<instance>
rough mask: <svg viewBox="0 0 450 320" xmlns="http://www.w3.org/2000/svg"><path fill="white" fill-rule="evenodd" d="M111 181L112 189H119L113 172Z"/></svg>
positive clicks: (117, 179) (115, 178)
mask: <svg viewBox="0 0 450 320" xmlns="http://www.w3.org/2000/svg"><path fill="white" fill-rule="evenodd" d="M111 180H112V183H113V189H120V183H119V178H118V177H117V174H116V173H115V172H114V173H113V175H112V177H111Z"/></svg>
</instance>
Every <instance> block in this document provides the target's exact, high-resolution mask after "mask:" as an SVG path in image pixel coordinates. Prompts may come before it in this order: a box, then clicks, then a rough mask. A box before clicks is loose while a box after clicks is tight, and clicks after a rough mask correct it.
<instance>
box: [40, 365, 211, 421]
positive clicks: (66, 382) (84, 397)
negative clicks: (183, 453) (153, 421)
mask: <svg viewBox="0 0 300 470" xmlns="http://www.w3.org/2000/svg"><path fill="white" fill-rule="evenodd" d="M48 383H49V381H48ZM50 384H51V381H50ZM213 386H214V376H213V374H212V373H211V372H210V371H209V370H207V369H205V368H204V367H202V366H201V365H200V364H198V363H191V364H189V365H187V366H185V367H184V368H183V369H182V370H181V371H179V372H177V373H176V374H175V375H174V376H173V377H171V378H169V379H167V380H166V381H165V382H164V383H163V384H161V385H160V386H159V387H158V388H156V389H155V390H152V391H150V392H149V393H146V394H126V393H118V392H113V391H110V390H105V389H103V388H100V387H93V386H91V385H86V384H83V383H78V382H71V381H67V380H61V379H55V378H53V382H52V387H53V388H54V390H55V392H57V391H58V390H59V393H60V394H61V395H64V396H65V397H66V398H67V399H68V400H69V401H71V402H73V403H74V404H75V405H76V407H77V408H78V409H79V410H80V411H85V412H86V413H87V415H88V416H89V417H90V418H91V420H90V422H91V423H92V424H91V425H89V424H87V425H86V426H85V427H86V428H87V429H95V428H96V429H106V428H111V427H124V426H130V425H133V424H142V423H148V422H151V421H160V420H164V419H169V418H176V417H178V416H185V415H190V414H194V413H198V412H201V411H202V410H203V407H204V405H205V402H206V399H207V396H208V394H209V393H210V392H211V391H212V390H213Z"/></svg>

-*-*-

▶ Work to complete: Extract all the entries word for word.

▶ Answer to the exercise:
<instance>
rough mask: <svg viewBox="0 0 450 320" xmlns="http://www.w3.org/2000/svg"><path fill="white" fill-rule="evenodd" d="M111 181L112 189H119L113 172Z"/></svg>
positive clicks: (117, 179) (115, 178)
mask: <svg viewBox="0 0 450 320" xmlns="http://www.w3.org/2000/svg"><path fill="white" fill-rule="evenodd" d="M111 180H112V183H113V189H120V183H119V178H118V177H117V174H116V173H115V172H114V173H113V175H112V177H111Z"/></svg>
</instance>
Every <instance> block in this document provides the target's exact, high-resolution mask after "mask:" as an SVG path in image pixel coordinates. Prompts may come before it in this order: a box, then clicks, then a rough mask. A box before clicks is loose while a box after clicks is tight, and clicks after a rough mask correct it.
<instance>
box: [40, 365, 211, 421]
positive clicks: (66, 382) (84, 397)
negative clicks: (183, 453) (153, 421)
mask: <svg viewBox="0 0 300 470" xmlns="http://www.w3.org/2000/svg"><path fill="white" fill-rule="evenodd" d="M48 383H49V381H48ZM50 384H51V381H50ZM213 386H214V376H213V374H212V373H211V372H210V371H209V370H207V369H205V368H204V367H202V366H201V365H200V364H198V363H191V364H189V365H187V366H185V367H184V368H183V369H182V370H181V371H179V372H177V373H176V374H175V375H174V376H173V377H171V378H169V379H167V380H166V381H165V382H164V383H163V384H161V385H160V386H159V387H158V388H156V389H155V390H152V391H150V392H149V393H146V394H126V393H118V392H113V391H110V390H105V389H103V388H100V387H93V386H91V385H86V384H83V383H78V382H71V381H67V380H61V379H55V378H53V382H52V387H53V388H54V390H55V392H57V391H58V390H59V393H60V394H61V395H64V396H65V397H66V398H67V399H68V400H69V401H71V402H73V403H74V404H75V405H76V407H77V408H78V409H79V410H80V411H85V412H86V413H87V415H88V416H89V417H90V418H91V420H90V422H91V423H92V424H91V425H89V424H87V425H86V426H85V427H86V428H87V429H95V428H96V429H106V428H111V427H124V426H130V425H133V424H142V423H148V422H151V421H160V420H164V419H169V418H176V417H178V416H185V415H190V414H194V413H198V412H201V411H202V410H203V407H204V405H205V402H206V399H207V396H208V394H209V393H210V392H211V391H212V390H213Z"/></svg>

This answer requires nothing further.